Text =
....

In fact, recognition is so important that it’s worth handling it in a formalized, standardized way, rather than doing it ad hoc when the mood takes you.

This is possible thanks to the likes of Mo’s employee rewards platform, which is part of a growing number of services that are suited to this purpose. Moments of success can be celebrated publicly, and won’t just be consigned to an email chain or an instant message that quickly gets lost in the deluge of other correspondence.

It also helps to be inventive with the kinds of rewards and incentives you offer, aiming for a personal touch rather than something generic. Remote team members will appreciate being treated as individuals, rather than as interchangeable cogs in a machine.

Be clear and consistent to improve company culture

Clarity is important for managing remote teams, because there’s less direct control and oversight than in a traditional office environment.

Basically, you want to set down what is expected of each employee without being ambiguous, whether that’s in relation to shift patterns and working hours, or personal conduct and performance targets.

In particular you can’t afford to be lackadaisical with managing flexible working. This must be a clear policy, and one which applies consistently across the organization, or else it could be exploited, or end up as a point of contention between different employees if it’s open to interpretation.

Likewise, if flexible working isn’t something you want to offer, make this clear from the get-go. Workers want to know where they stand, rather than being left to make up their own minds on such critical elements.

....

Exercise requirements =
- a) Copy the remote-team text from "This is possible" up to and including "in a machine.", changing "inventive" to "creative".
- b) The sentence in the remote-team text that begins "Basically, you want to set down" names the matters that expectations of each employee may concern. List those matters.
The items after the text are not needed.

....

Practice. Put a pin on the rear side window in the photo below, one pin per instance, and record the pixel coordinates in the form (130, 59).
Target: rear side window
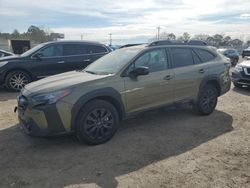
(94, 49)
(181, 57)
(204, 55)
(74, 49)
(52, 51)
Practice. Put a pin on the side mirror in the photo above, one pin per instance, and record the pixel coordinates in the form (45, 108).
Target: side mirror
(141, 70)
(38, 55)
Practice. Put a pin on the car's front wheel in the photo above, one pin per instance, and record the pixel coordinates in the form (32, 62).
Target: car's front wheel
(207, 100)
(97, 122)
(16, 80)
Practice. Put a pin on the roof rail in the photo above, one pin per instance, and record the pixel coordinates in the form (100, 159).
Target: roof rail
(177, 42)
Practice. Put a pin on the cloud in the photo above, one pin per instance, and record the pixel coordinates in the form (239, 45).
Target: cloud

....

Results by task =
- a)
This is possible thanks to the likes of Mo’s employee rewards platform, which is part of a growing number of services that are suited to this purpose. Moments of success can be celebrated publicly, and won’t just be consigned to an email chain or an instant message that quickly gets lost in the deluge of other correspondence.

It also helps to be creative with the kinds of rewards and incentives you offer, aiming for a personal touch rather than something generic. Remote team members will appreciate being treated as individuals, rather than as interchangeable cogs in a machine.

- b)
- shift patterns
- working hours
- personal conduct
- performance targets